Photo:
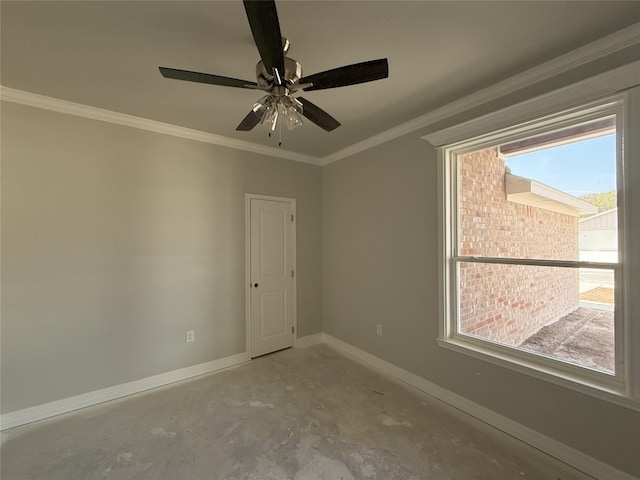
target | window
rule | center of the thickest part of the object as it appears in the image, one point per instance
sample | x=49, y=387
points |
x=537, y=273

- [Stated problem] Write out every line of the records again, requests included, but raise each point coordinate in the answers by 58 and leave the pictures out. The sample coordinates stay as they are.

- [Task result]
Photo:
target | window
rule | center of the thickest part of the object as it appears in the image, one point per instance
sample | x=49, y=387
points |
x=595, y=331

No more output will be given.